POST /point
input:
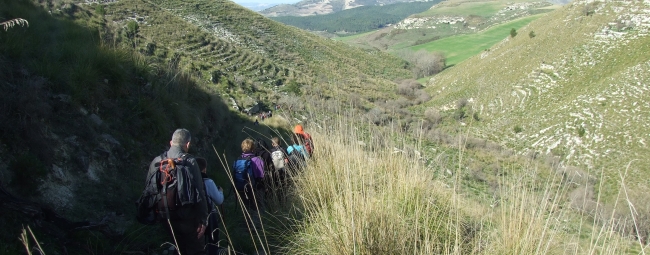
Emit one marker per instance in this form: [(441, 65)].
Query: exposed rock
[(96, 119), (58, 173)]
────
▶ EXERCISE:
Can you rewrite the records with "exposed rock" replaced by "bare rock", keeping everything else unchanged and leaving out the pictures?

▶ TASK RESPONSE:
POST /point
input:
Emit one marker per instance in this form: [(441, 65)].
Query: bare rock
[(96, 119), (58, 173)]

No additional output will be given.